Monday, October 18, 2010

Hyper, moi ?

- Hyper, me? -

I had been working in my new office for a little over a week when one day one of my colleagues suddenly turned to me in the elevator right after coming out of a meeting and said "Fned, are you always this hyper?"

It suddenly felt like I'd been hit with a ton of bricks. I was so shocked I couldn't really think of what or how to answer his question and just looked at him with my mouth open and squealed a little "but I wasn't being hyper!" (which probably did little to convince him anyway).

Hours later I was still irked by the comment and kept replaying the meeting over and over in my mind trying to find what I had done wrong that would give someone such an obviously wrong impression of my personality. But even after a minute by minute reply in my head of the entire meeting all I could think of was that I had just been acting like a friendly and optimistic new colleague, and granted, maybe I had gone a little overboard with the smiles (I tend to do that when I'm nervous of meeting new people) but is that really what constitutes being hyper in the UK?

It wasn't really the adjective itself that bothered me, it was more the fact that I hadn't been able to read the signals correctly, nor send them out accordingly.

In France I would have known exactly how to act and what to avoid doing in order to to not come across as being hyper on my first week on the job. Here, suddenly I felt out of my element, out of my comfort zone and completely self conscious...

I am not going to spit in the soup (French expression) and say that we were better off living in France and that moving to London has been a huge mistake. It hasn't. We really have been incredibly lucky and are both enjoying this new experience immensely and feel incredibly grateful to have gotten this opportunity.

But I do think that neither of us had realized exactly how tricky it was going to be.

I'm ashamed to confess that we were pretty confident that with our multicultural background and this being England and all it would all be relatively easy. I mean, we spoke the language, had come here countless of times before, it was technically still Europe and we'd met loads of British people before... basically it wouldn't be too hard, would it?

What complete and utter twats we are!

Since the "Hyper" incident both Hubby and I have often found ourselves in situations where we feel really insecure of how to read the signs, understand the body language, give the correct impression, say the right thing.....

» **Data excerpt**:
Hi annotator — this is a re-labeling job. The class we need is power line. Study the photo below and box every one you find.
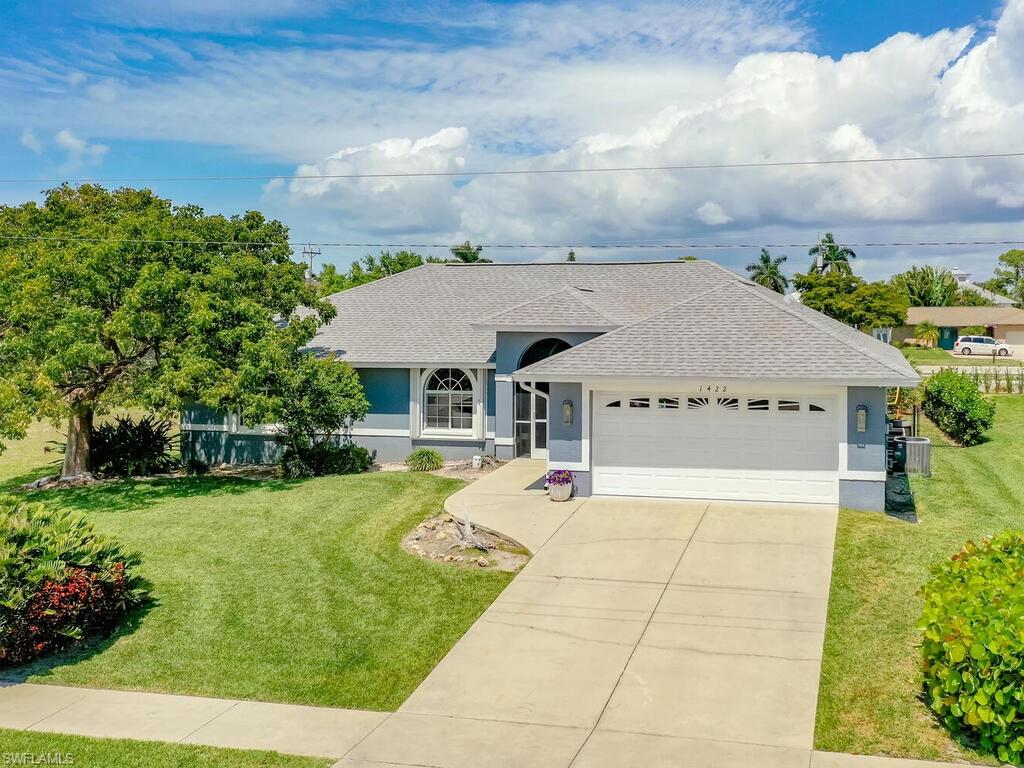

» **Requests**:
1. From the blog post about being called hyper, output the passage starting at "I am not going" and ending at "twats we are!".
2. According to the blog post about being called hyper, how long had the writer been working in the new office when the colleague asked the question in the elevator?
3. Summarize the blog post about being called hyper in three sentences.

» **Solved tasks**:
1.
I am not going to spit in the soup (French expression) and say that we were better off living in France and that moving to London has been a huge mistake. It hasn't. We really have been incredibly lucky and are both enjoying this new experience immensely and feel incredibly grateful to have gotten this opportunity.

But I do think that neither of us had realized exactly how tricky it was going to be.

I'm ashamed to confess that we were pretty confident that with our multicultural background and this being England and all it would all be relatively easy. I mean, we spoke the language, had come here countless of times before, it was technically still Europe and we'd met loads of British people before... basically it wouldn't be too hard, would it?

What complete and utter twats we are!

2. A little over a week.

3. A little over a week into a new job, the writer was asked by a colleague in the elevator after a meeting whether such hyper behavior was usual, and was shocked, having meant only to act like a friendly and optimistic new colleague. What bothered the writer was not the adjective itself but the failure to read the signals correctly or send them out accordingly, something that would have come easily in France. Although both the writer and Hubby are grateful for the move to London and enjoying it, they had not realized how tricky it would be, and they often feel insecure about reading signs and giving the correct impression.